Required action: Could every line below be transcribed exactly, with the pictures dropped?
*** Opening Provided records ***
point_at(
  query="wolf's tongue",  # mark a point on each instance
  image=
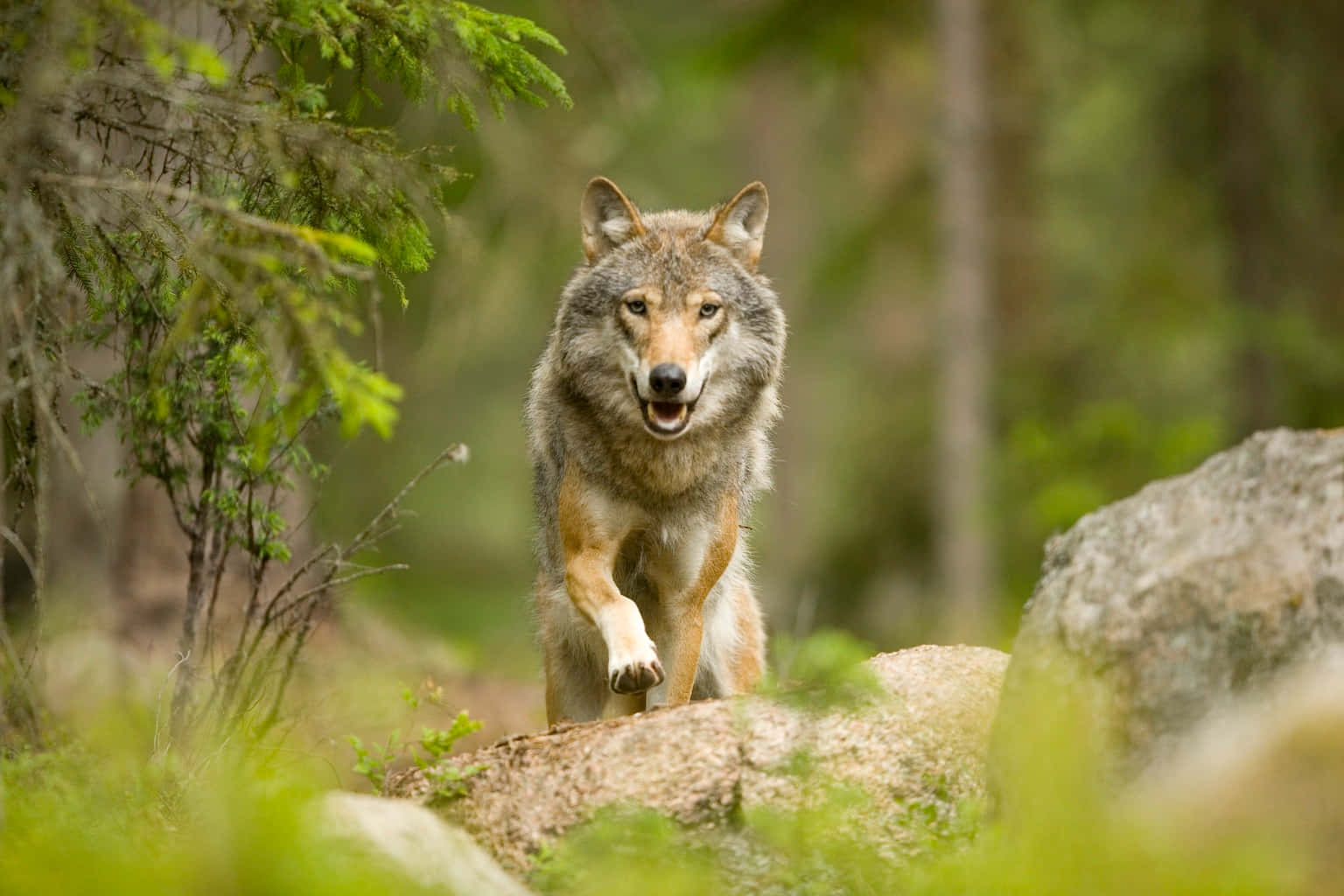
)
(667, 411)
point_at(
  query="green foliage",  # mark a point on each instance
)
(198, 216)
(822, 670)
(80, 821)
(1065, 832)
(429, 752)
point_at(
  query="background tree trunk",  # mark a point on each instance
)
(962, 539)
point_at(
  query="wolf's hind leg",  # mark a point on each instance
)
(576, 688)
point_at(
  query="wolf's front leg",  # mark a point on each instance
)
(592, 529)
(690, 578)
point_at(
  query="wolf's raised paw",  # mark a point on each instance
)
(636, 677)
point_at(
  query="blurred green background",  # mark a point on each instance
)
(1167, 274)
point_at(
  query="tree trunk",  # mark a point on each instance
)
(962, 537)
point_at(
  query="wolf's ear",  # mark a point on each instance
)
(739, 226)
(608, 218)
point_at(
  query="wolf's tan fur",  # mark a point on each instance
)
(642, 592)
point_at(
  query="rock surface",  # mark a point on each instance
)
(1268, 770)
(416, 841)
(704, 763)
(1194, 590)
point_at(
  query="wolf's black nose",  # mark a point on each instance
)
(667, 379)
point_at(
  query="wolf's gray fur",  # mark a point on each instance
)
(584, 416)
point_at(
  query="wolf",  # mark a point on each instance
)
(648, 422)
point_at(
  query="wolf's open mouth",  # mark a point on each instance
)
(666, 419)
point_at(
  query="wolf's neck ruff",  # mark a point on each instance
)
(649, 413)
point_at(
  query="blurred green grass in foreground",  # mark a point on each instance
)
(100, 816)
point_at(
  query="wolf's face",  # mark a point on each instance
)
(669, 328)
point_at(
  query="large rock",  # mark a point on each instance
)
(1268, 771)
(922, 745)
(1193, 592)
(416, 841)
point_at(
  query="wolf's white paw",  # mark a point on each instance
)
(634, 672)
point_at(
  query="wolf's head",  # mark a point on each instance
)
(669, 326)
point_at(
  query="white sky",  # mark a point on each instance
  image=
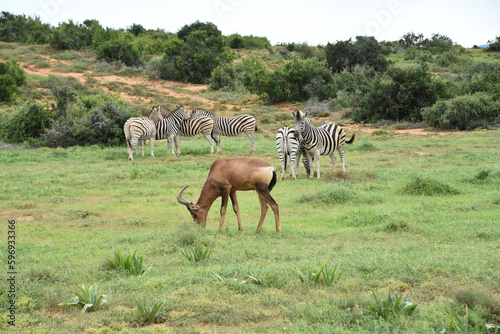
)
(314, 21)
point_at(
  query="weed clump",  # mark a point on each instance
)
(428, 187)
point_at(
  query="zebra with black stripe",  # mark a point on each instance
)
(290, 147)
(168, 127)
(140, 128)
(323, 140)
(193, 126)
(231, 126)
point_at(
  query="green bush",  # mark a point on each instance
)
(364, 51)
(465, 112)
(11, 78)
(236, 41)
(122, 49)
(193, 58)
(22, 29)
(399, 96)
(29, 122)
(95, 121)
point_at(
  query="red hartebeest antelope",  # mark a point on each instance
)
(228, 176)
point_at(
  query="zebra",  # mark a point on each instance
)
(192, 126)
(230, 126)
(140, 128)
(323, 140)
(289, 146)
(169, 126)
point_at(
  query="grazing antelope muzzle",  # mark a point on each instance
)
(228, 176)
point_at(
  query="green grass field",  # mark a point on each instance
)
(417, 215)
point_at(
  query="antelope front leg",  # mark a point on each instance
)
(236, 209)
(223, 207)
(263, 211)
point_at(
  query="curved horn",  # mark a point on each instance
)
(182, 200)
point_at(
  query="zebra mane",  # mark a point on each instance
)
(204, 111)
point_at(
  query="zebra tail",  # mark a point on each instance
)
(350, 141)
(128, 135)
(273, 181)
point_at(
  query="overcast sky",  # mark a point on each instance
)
(314, 21)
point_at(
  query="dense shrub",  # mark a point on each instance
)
(400, 96)
(11, 78)
(193, 59)
(30, 122)
(22, 29)
(97, 120)
(122, 49)
(364, 51)
(236, 41)
(298, 80)
(463, 112)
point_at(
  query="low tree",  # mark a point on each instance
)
(194, 58)
(121, 49)
(400, 96)
(365, 51)
(11, 78)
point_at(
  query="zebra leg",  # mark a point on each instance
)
(252, 141)
(170, 145)
(292, 165)
(311, 164)
(151, 145)
(342, 157)
(130, 150)
(216, 138)
(236, 209)
(332, 156)
(316, 157)
(211, 142)
(177, 146)
(223, 207)
(297, 161)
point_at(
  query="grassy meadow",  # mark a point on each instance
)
(413, 215)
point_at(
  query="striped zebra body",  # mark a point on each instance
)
(289, 147)
(323, 140)
(168, 127)
(193, 126)
(139, 128)
(231, 126)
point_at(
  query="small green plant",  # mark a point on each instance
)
(149, 312)
(330, 276)
(471, 322)
(250, 253)
(197, 254)
(312, 276)
(392, 307)
(132, 263)
(90, 298)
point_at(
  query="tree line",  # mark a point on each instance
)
(440, 87)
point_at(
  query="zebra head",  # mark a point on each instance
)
(185, 114)
(300, 123)
(155, 114)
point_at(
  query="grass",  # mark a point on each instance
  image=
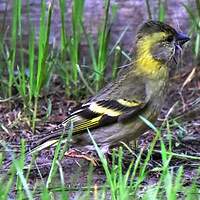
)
(35, 81)
(194, 16)
(121, 182)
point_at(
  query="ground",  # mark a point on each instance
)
(185, 135)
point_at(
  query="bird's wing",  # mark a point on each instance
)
(90, 115)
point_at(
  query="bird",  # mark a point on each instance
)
(113, 115)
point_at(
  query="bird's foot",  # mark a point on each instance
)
(74, 153)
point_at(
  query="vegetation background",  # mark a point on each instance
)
(56, 53)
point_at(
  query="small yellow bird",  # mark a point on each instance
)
(112, 115)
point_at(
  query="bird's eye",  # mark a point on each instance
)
(170, 38)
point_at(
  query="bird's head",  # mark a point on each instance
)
(159, 42)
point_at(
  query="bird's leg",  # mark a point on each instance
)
(74, 153)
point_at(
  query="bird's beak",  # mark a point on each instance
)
(181, 38)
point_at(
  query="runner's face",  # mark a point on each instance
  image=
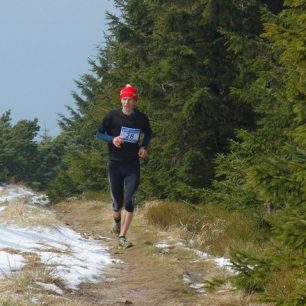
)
(128, 104)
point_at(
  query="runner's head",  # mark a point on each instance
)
(129, 91)
(128, 96)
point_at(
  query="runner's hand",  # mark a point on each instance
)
(142, 153)
(117, 142)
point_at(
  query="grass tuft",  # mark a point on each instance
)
(210, 228)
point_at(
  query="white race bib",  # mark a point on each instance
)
(130, 135)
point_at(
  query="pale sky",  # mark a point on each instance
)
(44, 47)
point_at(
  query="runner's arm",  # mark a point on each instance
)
(105, 137)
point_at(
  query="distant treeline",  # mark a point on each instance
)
(224, 85)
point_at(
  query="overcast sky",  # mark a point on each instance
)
(44, 47)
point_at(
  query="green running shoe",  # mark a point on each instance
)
(116, 228)
(123, 243)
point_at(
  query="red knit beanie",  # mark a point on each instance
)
(128, 91)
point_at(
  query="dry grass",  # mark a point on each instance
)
(24, 215)
(210, 228)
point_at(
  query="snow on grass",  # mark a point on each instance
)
(64, 252)
(10, 262)
(11, 193)
(51, 287)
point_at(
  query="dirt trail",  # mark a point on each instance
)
(146, 276)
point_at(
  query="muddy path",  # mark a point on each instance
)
(143, 275)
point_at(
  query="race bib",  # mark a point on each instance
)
(130, 135)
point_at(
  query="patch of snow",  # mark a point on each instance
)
(224, 263)
(200, 253)
(68, 255)
(12, 193)
(10, 263)
(51, 287)
(39, 200)
(199, 287)
(64, 252)
(162, 245)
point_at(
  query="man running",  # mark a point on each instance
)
(121, 129)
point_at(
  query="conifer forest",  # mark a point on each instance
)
(224, 86)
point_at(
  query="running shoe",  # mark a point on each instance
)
(116, 228)
(124, 243)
*** Closing Provided records ***
Output for this exercise:
point_at(
  query="wolf's tongue",  # mark a point on each instance
  image=
)
(667, 411)
point_at(
  query="green foliage",  # mark a point on each instance
)
(198, 216)
(822, 670)
(80, 821)
(1065, 832)
(429, 752)
point_at(
  query="background tree trunk",  # mark a point on each instance
)
(962, 539)
point_at(
  query="wolf's hind leg",  # mark a point on each instance
)
(576, 688)
point_at(
  query="wolf's front leg",  # mark a point on each instance
)
(592, 529)
(690, 578)
point_at(
  query="wolf's raised paw",  # mark a point on each instance
)
(636, 677)
point_at(
  query="blurred green background",  # mark a point on each instance
)
(1167, 274)
point_at(
  query="tree trunk",  # mark a point on each instance
)
(962, 537)
point_at(
  query="wolf's ear",  # mark a point on each instance
)
(739, 226)
(608, 218)
point_at(
  query="wolf's tan fur",  # mark a point on each instance
)
(642, 592)
point_at(
  query="rock surface",  # mark a point on each instance
)
(1268, 770)
(416, 841)
(704, 763)
(1194, 590)
point_at(
  query="wolf's black nose",  # mark a point on each instance
)
(667, 379)
point_at(
  query="wolf's gray fur",  # mark a point on each instance
)
(584, 416)
point_at(
  query="wolf",  # mark a point on each instance
)
(648, 422)
point_at(
  query="wolf's open mouth",  # mark a point on each instance
)
(666, 419)
point_at(
  query="wolf's neck ruff",  # mark a point on each instance
)
(649, 413)
point_at(
  query="blurred green grass in foreground",  # mark a point on each instance
)
(100, 816)
point_at(
  query="wolf's face",  # mark a point on each instance
)
(669, 328)
point_at(
  query="large rock",  # mark a point on each instance
)
(1268, 771)
(922, 745)
(1193, 592)
(416, 841)
point_at(
  query="wolf's white paw",  # mark a point on each instance
)
(634, 672)
point_at(
  query="wolf's head",  # mark a point on each instance
)
(669, 326)
point_at(
  query="white sky",  # mark a point on each instance
  image=
)
(314, 21)
point_at(
  query="weed clump",  # mark a point on each instance
)
(428, 187)
point_at(
  query="zebra with black stripe",  # mark a point on each instance
)
(290, 147)
(168, 127)
(140, 128)
(323, 140)
(193, 126)
(231, 126)
point_at(
  query="green bush",  # mark a point on each instance
)
(364, 51)
(465, 112)
(11, 78)
(236, 41)
(122, 49)
(193, 58)
(22, 29)
(399, 96)
(29, 122)
(95, 121)
point_at(
  query="red hartebeest antelope",  # mark a point on each instance
)
(228, 176)
point_at(
  query="zebra",  # mark a point on each instance
)
(192, 126)
(230, 126)
(140, 128)
(323, 140)
(289, 146)
(169, 126)
point_at(
  query="grazing antelope muzzle",  # mark a point on each instance
)
(228, 176)
point_at(
  query="green grass field",  # mark a point on each instance
)
(417, 215)
point_at(
  query="antelope front leg",  # mark a point on each instance
)
(236, 209)
(223, 207)
(263, 211)
point_at(
  query="curved horn",  # mark a point on each instance
)
(182, 200)
point_at(
  query="zebra mane",  # mark a point on each instance
)
(204, 111)
point_at(
  query="zebra tail",  # mark a point on each instance
)
(350, 141)
(128, 135)
(273, 181)
point_at(
  query="overcast sky",  # mark a point on each instance
)
(314, 21)
point_at(
  query="dense shrub",  # mark a point on each instance
)
(400, 96)
(11, 78)
(193, 59)
(30, 122)
(22, 29)
(97, 120)
(122, 49)
(364, 51)
(236, 41)
(298, 80)
(463, 112)
point_at(
  query="low tree",  # mark a point on each instance
)
(194, 58)
(121, 49)
(400, 96)
(365, 51)
(11, 78)
point_at(
  query="zebra leg",  # mark a point on each instance
)
(252, 141)
(170, 145)
(292, 165)
(311, 164)
(151, 145)
(342, 157)
(130, 150)
(216, 138)
(236, 209)
(332, 156)
(316, 157)
(211, 142)
(177, 146)
(223, 207)
(297, 161)
point_at(
  query="grassy meadow",  # mark a point on each instance
)
(413, 215)
point_at(
  query="striped zebra body",  # mark a point on each instance
)
(289, 147)
(323, 140)
(168, 127)
(193, 126)
(139, 128)
(231, 126)
point_at(
  query="small green plant",  # mark a point on each instance
)
(149, 312)
(330, 276)
(471, 322)
(250, 253)
(197, 254)
(312, 276)
(392, 307)
(132, 263)
(90, 298)
point_at(
  query="tree line",  # mark a point on each instance
)
(440, 87)
point_at(
  query="zebra head",  # mark a point on each instance
)
(185, 114)
(300, 123)
(155, 114)
point_at(
  query="grass",  # mark a point on each instance
  image=
)
(35, 81)
(194, 16)
(121, 182)
point_at(
  query="ground",  # mark a point on each instance
)
(185, 135)
point_at(
  query="bird's wing",  # mark a point on each instance
)
(90, 115)
point_at(
  query="bird",  # mark a point on each instance
)
(113, 115)
point_at(
  query="bird's foot",  # mark a point on each instance
)
(74, 153)
point_at(
  query="vegetation background",  # mark a point on each instance
)
(56, 53)
point_at(
  query="small yellow bird",  # mark a point on each instance
)
(112, 115)
point_at(
  query="bird's eye",  # mark a point on each instance
)
(170, 38)
point_at(
  query="bird's head",  # mark a point on each instance
)
(159, 42)
point_at(
  query="bird's leg",  # mark a point on each instance
)
(74, 153)
point_at(
  query="bird's beak",  # mark a point on each instance
)
(181, 38)
point_at(
  query="runner's face",  # mark a point on each instance
  image=
)
(128, 104)
point_at(
  query="runner's head",  # mark a point on each instance
)
(129, 91)
(128, 96)
point_at(
  query="runner's hand",  # mark a point on each instance
)
(142, 153)
(117, 142)
point_at(
  query="grass tuft",  # mark a point on each instance
)
(210, 228)
point_at(
  query="white race bib",  # mark a point on each instance
)
(130, 135)
point_at(
  query="pale sky",  # mark a point on each instance
)
(44, 47)
point_at(
  query="runner's arm",  # mark a point on each instance
)
(105, 137)
point_at(
  query="distant treeline",  # mark a point on each instance
)
(224, 85)
point_at(
  query="overcast sky",  # mark a point on each instance
)
(44, 47)
point_at(
  query="green running shoe",  # mark a point on each instance
)
(116, 228)
(123, 243)
point_at(
  query="red knit beanie",  # mark a point on each instance
)
(128, 91)
point_at(
  query="dry grass",  # mark a point on each instance
)
(24, 215)
(210, 228)
point_at(
  query="snow on grass",  # mark a point on each instance
)
(64, 252)
(10, 262)
(11, 193)
(51, 287)
point_at(
  query="dirt trail",  # mark a point on each instance
)
(146, 276)
point_at(
  query="muddy path",  # mark a point on each instance
)
(143, 275)
point_at(
  query="race bib",  # mark a point on each instance
)
(130, 135)
point_at(
  query="patch of snow",  # mark a point on each instance
)
(224, 263)
(200, 253)
(68, 255)
(12, 193)
(10, 263)
(51, 287)
(39, 200)
(199, 287)
(64, 252)
(162, 245)
point_at(
  query="man running",  # mark a point on each instance
)
(121, 129)
point_at(
  query="conifer forest",  # mark a point on each instance
)
(224, 86)
point_at(
  query="running shoe",  # mark a point on each instance
)
(116, 228)
(124, 243)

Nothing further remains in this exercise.